§ **Task prompt**: Take down each entry exactly as written.

§ **Data shown**:
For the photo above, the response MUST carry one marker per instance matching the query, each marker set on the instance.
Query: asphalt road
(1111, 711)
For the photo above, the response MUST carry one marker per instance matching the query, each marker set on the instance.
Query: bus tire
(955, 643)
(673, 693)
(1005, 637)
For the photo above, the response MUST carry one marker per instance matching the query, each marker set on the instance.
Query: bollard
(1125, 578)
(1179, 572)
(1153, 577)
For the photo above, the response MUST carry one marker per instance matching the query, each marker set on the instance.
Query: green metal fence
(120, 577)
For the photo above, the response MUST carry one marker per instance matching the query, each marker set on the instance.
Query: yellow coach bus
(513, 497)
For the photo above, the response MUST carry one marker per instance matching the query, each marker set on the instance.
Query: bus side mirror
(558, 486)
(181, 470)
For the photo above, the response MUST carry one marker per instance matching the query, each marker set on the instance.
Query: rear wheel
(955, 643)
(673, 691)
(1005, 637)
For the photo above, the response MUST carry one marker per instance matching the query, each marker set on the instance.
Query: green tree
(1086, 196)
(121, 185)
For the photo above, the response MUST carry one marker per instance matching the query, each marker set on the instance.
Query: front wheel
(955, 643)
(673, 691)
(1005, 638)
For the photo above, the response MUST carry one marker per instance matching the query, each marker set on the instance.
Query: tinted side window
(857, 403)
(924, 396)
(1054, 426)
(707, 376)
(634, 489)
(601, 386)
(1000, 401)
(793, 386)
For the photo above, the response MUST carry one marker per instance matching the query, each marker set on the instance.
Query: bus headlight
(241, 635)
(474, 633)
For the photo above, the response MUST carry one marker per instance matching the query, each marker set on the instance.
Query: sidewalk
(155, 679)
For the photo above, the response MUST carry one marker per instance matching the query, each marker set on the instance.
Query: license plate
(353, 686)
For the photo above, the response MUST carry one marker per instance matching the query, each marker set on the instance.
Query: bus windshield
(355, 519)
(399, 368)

§ **Answer to the exercise**:
For the photo above, the response MUST carry one marker per instance matching the query, each marker set on the instance.
Query: asphalt road
(1111, 711)
For the photo above, the response MUST carry one marker per instance matching the query, each marker set on the instance.
Query: bus tire
(955, 643)
(673, 693)
(1005, 637)
For the photo above, the response MUST carry one marker per instance matching the query, each marker set on the instance.
Query: bollard
(1125, 578)
(1179, 572)
(1153, 577)
For the photo above, the response MUST carry one marker per instance matching the query, each marker set on the instance.
Query: green metal fence
(120, 577)
For the photo above, the response MUST carry one marker per instance matching the query, each marker set on the instance.
Query: yellow coach bus
(513, 497)
For the photo above, the response MUST carry one marker per instance matching the query, each marker set on the instance.
Query: bus side mirror
(558, 486)
(181, 470)
For the photo above, the response MUST carry one marker per instance matching the query, each marker set on the instance.
Query: rear wheel
(955, 643)
(673, 691)
(1005, 637)
For the photo above, the response MUST carry one marker per instance matching the query, each marker set on the instance.
Query: green tree
(1086, 196)
(121, 185)
For the photo above, the response MUST carry one marker per instance matching the query, each marker set on the instance.
Query: front wheel
(955, 643)
(673, 691)
(1005, 638)
For the photo above, the response MUST carry one marker per instance matching the query, each marker set on the instance.
Query: tinted side window
(857, 403)
(924, 396)
(1054, 426)
(707, 376)
(634, 489)
(601, 386)
(1000, 401)
(793, 386)
For the photo above, the response MUST carry one marker per instance matching the query, each marker set on the instance.
Query: bus headlight
(241, 635)
(474, 633)
For the photo above, the response MUST carry one marker per instance matching the query, each marker set on the instance.
Query: sidewalk
(155, 679)
For the photo above, the response MUST carry one marker per instance matching the query, each marker set on the instance.
Query: license plate
(353, 686)
For the photo above, the response MUST carry one marker per instance matching the query, each marker set on the instance.
Query: bus windshield
(355, 519)
(399, 368)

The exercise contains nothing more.